Task details — Please rewrite the material, starting at the line that contains "Subject = palm-like plant" and ending at the end of the material, with "Detection" changed to "Boxes" and everything else left unchanged. Give only those lines.

>> BEGIN Data for processing

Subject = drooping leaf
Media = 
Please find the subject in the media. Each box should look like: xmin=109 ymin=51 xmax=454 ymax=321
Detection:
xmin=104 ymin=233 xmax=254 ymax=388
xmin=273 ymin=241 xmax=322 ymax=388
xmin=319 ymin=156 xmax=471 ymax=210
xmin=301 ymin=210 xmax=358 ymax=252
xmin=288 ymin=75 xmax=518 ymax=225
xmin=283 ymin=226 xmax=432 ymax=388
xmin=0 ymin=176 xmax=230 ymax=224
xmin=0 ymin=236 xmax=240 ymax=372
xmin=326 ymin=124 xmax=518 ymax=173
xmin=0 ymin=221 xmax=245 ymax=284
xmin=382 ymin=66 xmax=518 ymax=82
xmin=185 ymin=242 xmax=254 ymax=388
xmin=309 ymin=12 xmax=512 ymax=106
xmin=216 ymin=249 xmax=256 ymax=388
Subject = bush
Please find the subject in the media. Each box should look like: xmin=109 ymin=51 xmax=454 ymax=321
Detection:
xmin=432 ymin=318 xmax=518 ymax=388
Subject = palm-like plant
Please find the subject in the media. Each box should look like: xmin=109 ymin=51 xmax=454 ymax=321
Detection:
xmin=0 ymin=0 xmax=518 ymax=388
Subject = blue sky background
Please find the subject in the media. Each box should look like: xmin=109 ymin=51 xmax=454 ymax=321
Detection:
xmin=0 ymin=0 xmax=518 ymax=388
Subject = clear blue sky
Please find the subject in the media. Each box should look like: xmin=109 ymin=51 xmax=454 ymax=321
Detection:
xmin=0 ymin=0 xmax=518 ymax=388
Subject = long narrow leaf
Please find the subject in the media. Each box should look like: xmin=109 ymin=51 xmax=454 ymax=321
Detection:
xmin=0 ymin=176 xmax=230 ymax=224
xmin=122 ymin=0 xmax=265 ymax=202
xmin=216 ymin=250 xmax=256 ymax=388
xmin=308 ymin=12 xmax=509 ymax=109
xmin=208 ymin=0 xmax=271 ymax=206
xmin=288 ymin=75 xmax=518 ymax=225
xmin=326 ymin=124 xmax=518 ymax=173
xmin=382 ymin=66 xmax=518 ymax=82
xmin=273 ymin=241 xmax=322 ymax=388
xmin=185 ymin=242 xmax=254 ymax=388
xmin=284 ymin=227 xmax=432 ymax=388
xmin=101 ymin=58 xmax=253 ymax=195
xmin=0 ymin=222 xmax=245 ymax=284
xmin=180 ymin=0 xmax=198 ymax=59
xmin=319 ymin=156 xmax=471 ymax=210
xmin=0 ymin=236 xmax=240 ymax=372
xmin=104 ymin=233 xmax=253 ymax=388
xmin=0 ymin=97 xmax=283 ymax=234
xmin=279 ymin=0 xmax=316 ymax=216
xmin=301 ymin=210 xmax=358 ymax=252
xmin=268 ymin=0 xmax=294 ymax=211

>> END Data for processing

Answer below —
Subject = palm-like plant
Please find the subject in the media. Each box should look like: xmin=109 ymin=51 xmax=454 ymax=321
Boxes:
xmin=0 ymin=0 xmax=518 ymax=388
Subject = blue sky background
Please find the subject in the media. Each box should look like: xmin=109 ymin=51 xmax=454 ymax=321
Boxes:
xmin=0 ymin=0 xmax=518 ymax=388
Subject = clear blue sky
Please find the subject in the media. Each box should look like: xmin=109 ymin=51 xmax=454 ymax=321
Boxes:
xmin=0 ymin=0 xmax=518 ymax=388
Subject = long narrow leaf
Please find the subject in the media. Each box should look like: xmin=109 ymin=51 xmax=454 ymax=321
Boxes:
xmin=0 ymin=176 xmax=230 ymax=224
xmin=122 ymin=0 xmax=265 ymax=202
xmin=216 ymin=250 xmax=256 ymax=388
xmin=308 ymin=12 xmax=509 ymax=109
xmin=208 ymin=0 xmax=271 ymax=206
xmin=288 ymin=75 xmax=518 ymax=225
xmin=326 ymin=124 xmax=518 ymax=173
xmin=382 ymin=66 xmax=518 ymax=82
xmin=273 ymin=241 xmax=322 ymax=388
xmin=185 ymin=242 xmax=254 ymax=388
xmin=284 ymin=227 xmax=432 ymax=388
xmin=101 ymin=58 xmax=253 ymax=195
xmin=0 ymin=222 xmax=245 ymax=284
xmin=180 ymin=0 xmax=198 ymax=59
xmin=319 ymin=156 xmax=471 ymax=210
xmin=0 ymin=236 xmax=240 ymax=372
xmin=104 ymin=233 xmax=253 ymax=388
xmin=0 ymin=97 xmax=283 ymax=234
xmin=279 ymin=0 xmax=316 ymax=216
xmin=301 ymin=210 xmax=358 ymax=252
xmin=268 ymin=0 xmax=294 ymax=211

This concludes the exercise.